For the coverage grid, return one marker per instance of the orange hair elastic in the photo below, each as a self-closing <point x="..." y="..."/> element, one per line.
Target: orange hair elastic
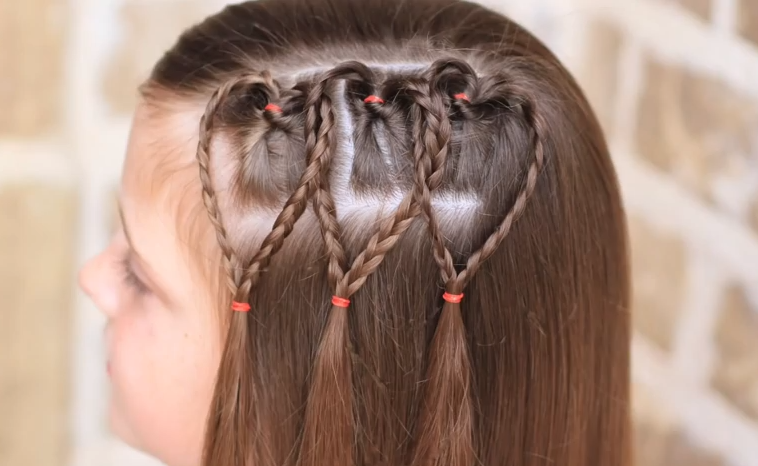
<point x="340" y="302"/>
<point x="240" y="307"/>
<point x="373" y="99"/>
<point x="453" y="298"/>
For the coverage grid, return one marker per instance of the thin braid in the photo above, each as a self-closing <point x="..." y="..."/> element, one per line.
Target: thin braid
<point x="323" y="203"/>
<point x="432" y="125"/>
<point x="215" y="103"/>
<point x="445" y="427"/>
<point x="493" y="242"/>
<point x="328" y="428"/>
<point x="233" y="401"/>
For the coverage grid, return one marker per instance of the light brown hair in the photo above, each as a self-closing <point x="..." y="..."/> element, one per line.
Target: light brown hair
<point x="479" y="170"/>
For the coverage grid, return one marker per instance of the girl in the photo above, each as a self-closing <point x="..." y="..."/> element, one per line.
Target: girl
<point x="395" y="239"/>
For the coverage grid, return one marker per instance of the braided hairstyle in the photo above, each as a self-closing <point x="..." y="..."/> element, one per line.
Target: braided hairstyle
<point x="387" y="308"/>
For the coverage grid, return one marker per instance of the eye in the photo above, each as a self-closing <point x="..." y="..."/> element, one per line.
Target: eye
<point x="130" y="278"/>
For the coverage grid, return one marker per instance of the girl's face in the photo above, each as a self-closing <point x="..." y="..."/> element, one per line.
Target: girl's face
<point x="162" y="334"/>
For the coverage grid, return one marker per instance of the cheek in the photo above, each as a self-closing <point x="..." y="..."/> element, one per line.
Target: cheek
<point x="162" y="373"/>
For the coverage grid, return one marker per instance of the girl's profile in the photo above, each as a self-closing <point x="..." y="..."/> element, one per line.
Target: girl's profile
<point x="366" y="232"/>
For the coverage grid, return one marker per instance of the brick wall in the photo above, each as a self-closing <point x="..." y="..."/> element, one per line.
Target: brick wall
<point x="674" y="82"/>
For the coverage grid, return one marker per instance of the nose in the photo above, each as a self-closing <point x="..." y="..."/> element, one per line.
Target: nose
<point x="97" y="280"/>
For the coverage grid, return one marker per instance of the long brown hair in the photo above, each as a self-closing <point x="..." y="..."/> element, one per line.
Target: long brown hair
<point x="432" y="163"/>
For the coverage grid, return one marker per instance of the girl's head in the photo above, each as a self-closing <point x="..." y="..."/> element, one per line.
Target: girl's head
<point x="366" y="232"/>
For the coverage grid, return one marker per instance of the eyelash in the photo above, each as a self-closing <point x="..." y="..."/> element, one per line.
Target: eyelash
<point x="130" y="278"/>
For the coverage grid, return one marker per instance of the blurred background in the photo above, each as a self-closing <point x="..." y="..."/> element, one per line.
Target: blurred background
<point x="675" y="83"/>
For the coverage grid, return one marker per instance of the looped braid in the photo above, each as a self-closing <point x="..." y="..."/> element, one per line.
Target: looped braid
<point x="328" y="426"/>
<point x="231" y="402"/>
<point x="215" y="104"/>
<point x="447" y="418"/>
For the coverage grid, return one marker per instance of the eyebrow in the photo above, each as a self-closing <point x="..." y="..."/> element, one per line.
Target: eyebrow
<point x="153" y="283"/>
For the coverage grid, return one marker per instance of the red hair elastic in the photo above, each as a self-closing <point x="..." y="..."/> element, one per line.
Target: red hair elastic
<point x="453" y="298"/>
<point x="240" y="307"/>
<point x="273" y="108"/>
<point x="340" y="302"/>
<point x="373" y="99"/>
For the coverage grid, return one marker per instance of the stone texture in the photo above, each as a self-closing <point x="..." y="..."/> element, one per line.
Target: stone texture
<point x="149" y="29"/>
<point x="599" y="74"/>
<point x="32" y="53"/>
<point x="748" y="20"/>
<point x="658" y="437"/>
<point x="736" y="374"/>
<point x="37" y="227"/>
<point x="654" y="447"/>
<point x="659" y="274"/>
<point x="696" y="129"/>
<point x="701" y="8"/>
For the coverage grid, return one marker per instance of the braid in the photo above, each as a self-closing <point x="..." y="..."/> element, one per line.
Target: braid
<point x="215" y="103"/>
<point x="493" y="242"/>
<point x="234" y="402"/>
<point x="328" y="426"/>
<point x="446" y="422"/>
<point x="445" y="427"/>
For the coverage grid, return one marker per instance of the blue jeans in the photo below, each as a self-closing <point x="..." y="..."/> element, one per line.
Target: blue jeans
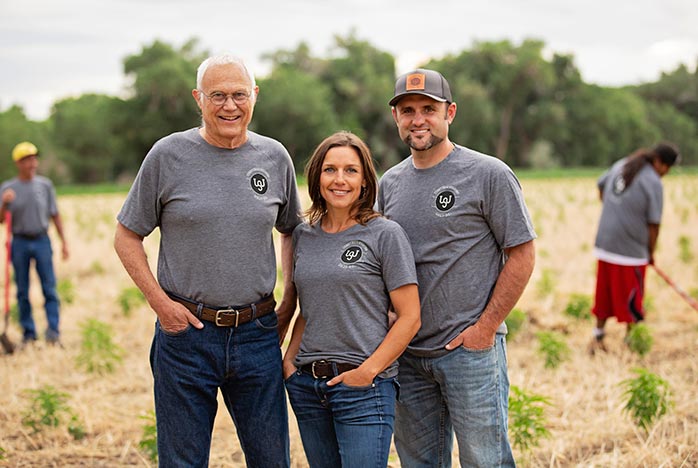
<point x="343" y="426"/>
<point x="466" y="391"/>
<point x="39" y="250"/>
<point x="245" y="364"/>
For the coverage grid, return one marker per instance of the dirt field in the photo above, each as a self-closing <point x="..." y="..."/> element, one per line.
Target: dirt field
<point x="585" y="419"/>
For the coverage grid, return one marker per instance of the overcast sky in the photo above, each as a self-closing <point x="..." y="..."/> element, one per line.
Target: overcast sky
<point x="52" y="49"/>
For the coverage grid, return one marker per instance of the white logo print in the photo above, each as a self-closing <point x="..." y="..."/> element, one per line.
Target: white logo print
<point x="443" y="199"/>
<point x="259" y="183"/>
<point x="351" y="255"/>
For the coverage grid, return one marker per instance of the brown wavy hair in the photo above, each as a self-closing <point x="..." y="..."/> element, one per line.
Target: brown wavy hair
<point x="313" y="170"/>
<point x="666" y="152"/>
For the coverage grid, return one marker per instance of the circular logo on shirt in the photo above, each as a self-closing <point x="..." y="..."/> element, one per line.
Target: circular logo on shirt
<point x="351" y="254"/>
<point x="259" y="183"/>
<point x="445" y="200"/>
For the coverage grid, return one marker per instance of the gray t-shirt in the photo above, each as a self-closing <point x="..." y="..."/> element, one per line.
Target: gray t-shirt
<point x="459" y="216"/>
<point x="627" y="211"/>
<point x="215" y="208"/>
<point x="343" y="281"/>
<point x="34" y="204"/>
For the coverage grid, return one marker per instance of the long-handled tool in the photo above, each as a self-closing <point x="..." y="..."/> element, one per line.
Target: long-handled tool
<point x="7" y="344"/>
<point x="692" y="302"/>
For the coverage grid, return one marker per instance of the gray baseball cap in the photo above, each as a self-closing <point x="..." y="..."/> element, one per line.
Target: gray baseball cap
<point x="422" y="81"/>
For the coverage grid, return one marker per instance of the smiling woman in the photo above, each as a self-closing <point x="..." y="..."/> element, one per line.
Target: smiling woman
<point x="340" y="366"/>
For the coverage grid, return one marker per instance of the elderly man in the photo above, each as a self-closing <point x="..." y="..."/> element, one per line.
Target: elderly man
<point x="31" y="200"/>
<point x="215" y="192"/>
<point x="473" y="245"/>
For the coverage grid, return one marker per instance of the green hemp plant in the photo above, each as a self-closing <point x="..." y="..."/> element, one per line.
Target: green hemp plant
<point x="47" y="408"/>
<point x="648" y="397"/>
<point x="639" y="339"/>
<point x="553" y="347"/>
<point x="98" y="353"/>
<point x="527" y="418"/>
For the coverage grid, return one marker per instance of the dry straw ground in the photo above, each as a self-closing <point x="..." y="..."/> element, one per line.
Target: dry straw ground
<point x="586" y="422"/>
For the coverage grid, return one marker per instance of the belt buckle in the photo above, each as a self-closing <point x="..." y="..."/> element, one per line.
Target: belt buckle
<point x="226" y="311"/>
<point x="312" y="368"/>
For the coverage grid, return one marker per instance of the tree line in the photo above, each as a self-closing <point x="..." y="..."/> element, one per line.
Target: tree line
<point x="513" y="103"/>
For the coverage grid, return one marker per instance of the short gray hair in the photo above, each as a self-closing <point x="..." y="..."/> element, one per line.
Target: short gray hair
<point x="224" y="59"/>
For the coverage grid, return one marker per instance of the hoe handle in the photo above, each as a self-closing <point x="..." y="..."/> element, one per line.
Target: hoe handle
<point x="8" y="254"/>
<point x="692" y="302"/>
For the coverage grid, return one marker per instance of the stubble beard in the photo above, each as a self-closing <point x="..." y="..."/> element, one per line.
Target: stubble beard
<point x="426" y="145"/>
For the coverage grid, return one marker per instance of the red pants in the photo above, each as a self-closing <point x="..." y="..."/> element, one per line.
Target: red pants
<point x="619" y="292"/>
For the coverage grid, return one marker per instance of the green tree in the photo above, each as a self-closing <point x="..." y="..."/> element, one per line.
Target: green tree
<point x="520" y="85"/>
<point x="84" y="134"/>
<point x="603" y="124"/>
<point x="163" y="78"/>
<point x="362" y="78"/>
<point x="295" y="108"/>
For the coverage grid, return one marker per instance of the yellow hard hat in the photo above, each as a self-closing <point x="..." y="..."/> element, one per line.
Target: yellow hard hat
<point x="24" y="149"/>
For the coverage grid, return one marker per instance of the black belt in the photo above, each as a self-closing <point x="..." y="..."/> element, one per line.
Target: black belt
<point x="324" y="369"/>
<point x="30" y="236"/>
<point x="227" y="316"/>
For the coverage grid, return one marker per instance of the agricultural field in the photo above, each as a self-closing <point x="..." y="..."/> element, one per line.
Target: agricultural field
<point x="96" y="388"/>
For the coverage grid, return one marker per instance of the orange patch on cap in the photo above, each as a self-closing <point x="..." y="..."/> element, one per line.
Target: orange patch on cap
<point x="415" y="81"/>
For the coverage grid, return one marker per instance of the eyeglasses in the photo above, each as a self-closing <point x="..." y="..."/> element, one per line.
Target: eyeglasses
<point x="218" y="99"/>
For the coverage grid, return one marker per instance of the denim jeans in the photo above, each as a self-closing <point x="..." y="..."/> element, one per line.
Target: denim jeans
<point x="39" y="250"/>
<point x="342" y="426"/>
<point x="466" y="391"/>
<point x="245" y="364"/>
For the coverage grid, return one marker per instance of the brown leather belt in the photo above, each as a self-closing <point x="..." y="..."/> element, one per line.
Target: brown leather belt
<point x="227" y="316"/>
<point x="325" y="369"/>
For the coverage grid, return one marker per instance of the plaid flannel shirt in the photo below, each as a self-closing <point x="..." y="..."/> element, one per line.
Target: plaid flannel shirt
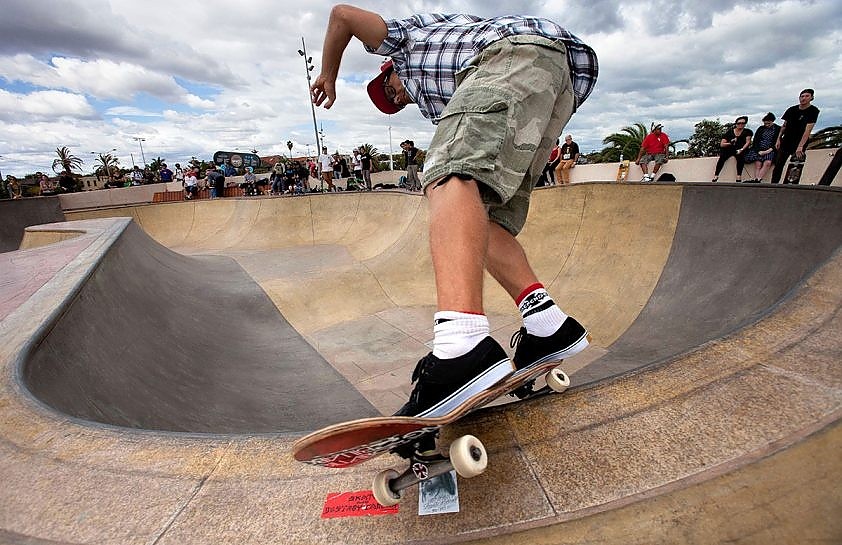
<point x="428" y="50"/>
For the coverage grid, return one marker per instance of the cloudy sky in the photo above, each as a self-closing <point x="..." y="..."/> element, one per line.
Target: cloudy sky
<point x="193" y="77"/>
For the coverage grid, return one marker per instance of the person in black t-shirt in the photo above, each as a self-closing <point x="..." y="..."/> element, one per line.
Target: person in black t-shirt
<point x="568" y="155"/>
<point x="798" y="122"/>
<point x="734" y="144"/>
<point x="365" y="163"/>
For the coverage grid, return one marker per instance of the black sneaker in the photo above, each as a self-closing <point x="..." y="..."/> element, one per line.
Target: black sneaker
<point x="530" y="350"/>
<point x="441" y="386"/>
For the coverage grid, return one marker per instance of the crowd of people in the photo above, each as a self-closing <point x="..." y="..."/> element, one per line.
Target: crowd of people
<point x="771" y="146"/>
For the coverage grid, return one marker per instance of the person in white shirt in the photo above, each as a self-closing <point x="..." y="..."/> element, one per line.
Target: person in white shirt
<point x="191" y="184"/>
<point x="326" y="166"/>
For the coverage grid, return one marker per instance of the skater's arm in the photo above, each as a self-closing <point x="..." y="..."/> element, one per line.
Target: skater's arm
<point x="345" y="23"/>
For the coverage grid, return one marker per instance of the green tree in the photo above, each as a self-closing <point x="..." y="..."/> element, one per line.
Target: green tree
<point x="157" y="164"/>
<point x="109" y="166"/>
<point x="626" y="143"/>
<point x="66" y="161"/>
<point x="830" y="137"/>
<point x="706" y="138"/>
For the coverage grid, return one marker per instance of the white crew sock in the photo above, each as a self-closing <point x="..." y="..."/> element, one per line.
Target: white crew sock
<point x="457" y="333"/>
<point x="541" y="316"/>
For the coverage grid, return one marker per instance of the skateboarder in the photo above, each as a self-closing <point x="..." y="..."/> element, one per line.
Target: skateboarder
<point x="500" y="92"/>
<point x="798" y="122"/>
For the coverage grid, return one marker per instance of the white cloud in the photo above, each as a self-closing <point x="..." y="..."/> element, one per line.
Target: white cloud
<point x="44" y="105"/>
<point x="223" y="79"/>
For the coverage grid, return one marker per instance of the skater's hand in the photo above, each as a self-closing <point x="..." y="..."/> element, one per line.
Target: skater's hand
<point x="323" y="90"/>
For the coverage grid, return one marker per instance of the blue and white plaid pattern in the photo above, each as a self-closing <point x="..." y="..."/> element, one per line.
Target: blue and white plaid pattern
<point x="428" y="50"/>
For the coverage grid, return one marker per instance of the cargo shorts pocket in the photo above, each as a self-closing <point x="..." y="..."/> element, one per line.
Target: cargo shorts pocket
<point x="470" y="136"/>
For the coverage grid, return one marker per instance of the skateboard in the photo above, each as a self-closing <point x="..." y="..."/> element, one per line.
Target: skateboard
<point x="623" y="171"/>
<point x="793" y="171"/>
<point x="416" y="438"/>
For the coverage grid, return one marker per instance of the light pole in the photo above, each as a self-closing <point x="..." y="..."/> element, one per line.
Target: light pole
<point x="391" y="158"/>
<point x="307" y="69"/>
<point x="140" y="141"/>
<point x="3" y="183"/>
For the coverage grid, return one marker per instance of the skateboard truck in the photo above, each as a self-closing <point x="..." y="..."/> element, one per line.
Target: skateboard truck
<point x="467" y="455"/>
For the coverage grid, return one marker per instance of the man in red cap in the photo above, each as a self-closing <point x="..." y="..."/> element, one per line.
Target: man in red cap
<point x="500" y="92"/>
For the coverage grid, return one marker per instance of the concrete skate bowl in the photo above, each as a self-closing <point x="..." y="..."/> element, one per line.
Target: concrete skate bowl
<point x="707" y="410"/>
<point x="18" y="214"/>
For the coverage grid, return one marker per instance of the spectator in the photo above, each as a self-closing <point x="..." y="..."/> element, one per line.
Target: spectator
<point x="249" y="182"/>
<point x="326" y="163"/>
<point x="137" y="176"/>
<point x="191" y="183"/>
<point x="165" y="174"/>
<point x="179" y="174"/>
<point x="46" y="187"/>
<point x="410" y="152"/>
<point x="344" y="171"/>
<point x="303" y="178"/>
<point x="356" y="164"/>
<point x="762" y="151"/>
<point x="365" y="165"/>
<point x="798" y="122"/>
<point x="14" y="187"/>
<point x="216" y="182"/>
<point x="548" y="174"/>
<point x="568" y="155"/>
<point x="655" y="147"/>
<point x="734" y="143"/>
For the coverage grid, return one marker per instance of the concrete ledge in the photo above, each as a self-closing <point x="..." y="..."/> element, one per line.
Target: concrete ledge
<point x="662" y="454"/>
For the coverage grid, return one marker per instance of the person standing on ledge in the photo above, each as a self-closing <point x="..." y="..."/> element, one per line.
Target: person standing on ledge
<point x="798" y="122"/>
<point x="500" y="91"/>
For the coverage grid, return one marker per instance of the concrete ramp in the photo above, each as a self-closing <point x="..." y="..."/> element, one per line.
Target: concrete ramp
<point x="159" y="341"/>
<point x="708" y="410"/>
<point x="18" y="214"/>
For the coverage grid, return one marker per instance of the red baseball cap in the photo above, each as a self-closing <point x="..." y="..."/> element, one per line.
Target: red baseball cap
<point x="378" y="94"/>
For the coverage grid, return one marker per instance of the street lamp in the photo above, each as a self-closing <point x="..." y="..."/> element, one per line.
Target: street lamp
<point x="101" y="155"/>
<point x="140" y="141"/>
<point x="3" y="183"/>
<point x="307" y="69"/>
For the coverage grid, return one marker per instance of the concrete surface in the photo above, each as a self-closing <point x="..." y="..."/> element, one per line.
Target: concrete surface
<point x="18" y="214"/>
<point x="722" y="318"/>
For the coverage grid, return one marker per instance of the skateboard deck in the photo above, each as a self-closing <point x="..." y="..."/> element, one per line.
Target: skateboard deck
<point x="415" y="438"/>
<point x="347" y="444"/>
<point x="623" y="171"/>
<point x="793" y="171"/>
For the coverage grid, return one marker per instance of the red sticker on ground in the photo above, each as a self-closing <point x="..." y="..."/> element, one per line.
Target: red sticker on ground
<point x="354" y="504"/>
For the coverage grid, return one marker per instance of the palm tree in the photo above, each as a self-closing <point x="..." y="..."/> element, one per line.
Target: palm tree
<point x="66" y="161"/>
<point x="829" y="137"/>
<point x="626" y="142"/>
<point x="107" y="165"/>
<point x="157" y="164"/>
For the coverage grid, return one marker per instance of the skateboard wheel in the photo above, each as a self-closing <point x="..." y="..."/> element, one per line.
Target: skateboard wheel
<point x="383" y="493"/>
<point x="557" y="380"/>
<point x="468" y="456"/>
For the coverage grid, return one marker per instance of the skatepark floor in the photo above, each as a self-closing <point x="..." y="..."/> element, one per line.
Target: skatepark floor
<point x="185" y="349"/>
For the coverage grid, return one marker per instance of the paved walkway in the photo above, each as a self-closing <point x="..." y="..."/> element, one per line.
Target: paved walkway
<point x="718" y="306"/>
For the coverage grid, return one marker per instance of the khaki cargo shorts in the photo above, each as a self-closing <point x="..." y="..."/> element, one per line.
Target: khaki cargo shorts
<point x="511" y="103"/>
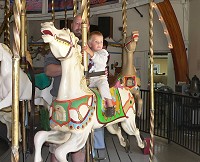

========================

Reproduce the items word for word, from the line containing "of the paved" through the last line of the items. Leave any pictures out of your copy.

For the coverage grid, return one marker per instance of the paved walkway in the photo above, each as a self-closing <point x="..." y="..."/> element, one per line.
Target: paved walkway
<point x="718" y="306"/>
For the coverage grid, return one marker per instance of the khaki cargo shorts in the photo above, each as a self-closing <point x="..." y="..."/> element, one per line.
Target: khaki cargo shorts
<point x="511" y="103"/>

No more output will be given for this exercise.